■ **Reading passage**:

-.-.-

The Company currently has 48,113,645 Common Shares issued and outstanding. Accordingly, once the consolidation is effective, the Company will have 9,622,729 Shares issued and outstanding, assuming there are no other changes in the issued capital of the Company.
The Company intends to also proceed with consolidating its outstanding options and warrants on a ratio of ten (5) to one (1), with the result that each consolidated option and warrant will entitle the holder to acquire one Share at an exercise price of five (5) times its original exercise price.
The Consolidation is being proposed in order to provide the Company with increased flexibility to seek additional financing opportunities and is subject to the approval of the Canadian Securities Exchange.(CSE) The Company will not change its name or ticker symbol as part of the Consolidation.
About Inspiration Energy Corp.
Inspiration Energy Corp. is engaged in the business of mineral exploration and the acquisition of mineral property assets in Canada. Its objective is to locate and develop properties of merit and to conduct exploration on the Company’s properties. For more information, please refer to the Company's information available on SEDAR+ (www.sedarplus.ca).
On Behalf of the Board of Directors
Charles Desjardins
CEO and Director
Phone: 604-808-3156
Email: info@inspiration.energy
Neither the Canadian Stock Exchange nor its Regulation Services Provider accepts responsibility for the adequacy or accuracy of this news release.
FORWARD LOOKING STATEMENTS: This news release contains forward-looking statements, which relate to future events or future performance and reflect management’s current expectations and assumptions, including with respect to the Company’s ability or intention to complete the option agreements on the Plateau Property and Ledge Property. Such forward-looking statements reflect management’s current beliefs and are based on assumptions made by and information currently available to the Company. Investors are cautioned that these forward-looking statements are neither promises nor guarantees and are subject to risks and uncertainties that may cause future results to differ materially from those expected. These forward-looking statements are made as of the date hereof and, except as required under applicable securities legislation, the Company does not assume any obligation to update or revise them to reflect new events or circumstances. All of the forward-looking statements made in this press release are qualified by these cautionary statements and by those made in our filings with SEDAR+ in Canada (available at www.sedarplus.ca).

-.-.-

■ **Information shown**:
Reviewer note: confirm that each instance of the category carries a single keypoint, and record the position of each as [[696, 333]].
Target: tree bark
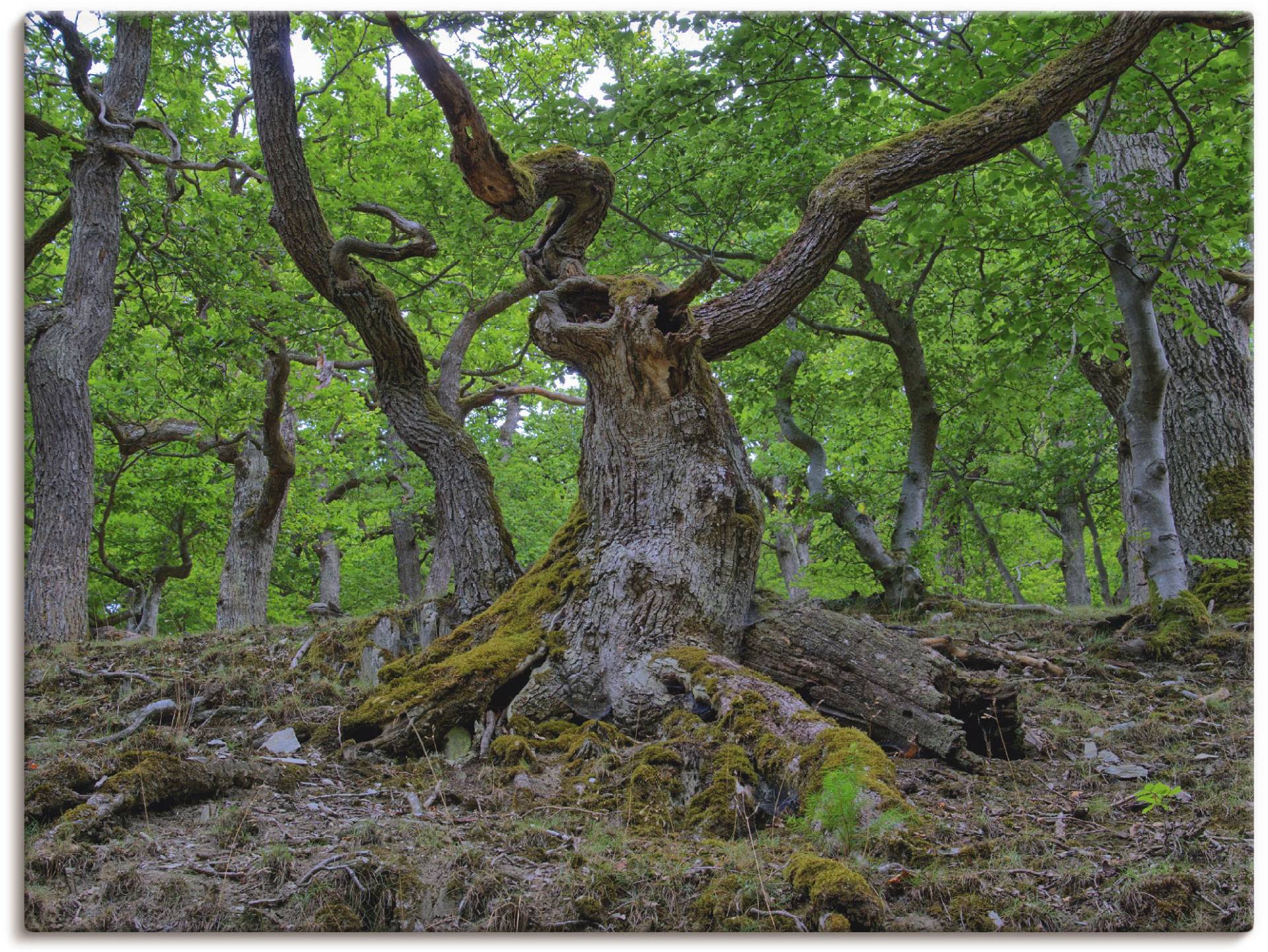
[[1210, 401], [330, 561], [63, 351], [405, 543], [474, 551], [262, 476], [1150, 373], [1074, 566]]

-.-.-

■ **What you will do**:
Repeat the part of the Inspiration Energy news release from "The Company currently" up to and including "original exercise price.", word for word.

■ **Exercise response**:
The Company currently has 48,113,645 Common Shares issued and outstanding. Accordingly, once the consolidation is effective, the Company will have 9,622,729 Shares issued and outstanding, assuming there are no other changes in the issued capital of the Company.
The Company intends to also proceed with consolidating its outstanding options and warrants on a ratio of ten (5) to one (1), with the result that each consolidated option and warrant will entitle the holder to acquire one Share at an exercise price of five (5) times its original exercise price.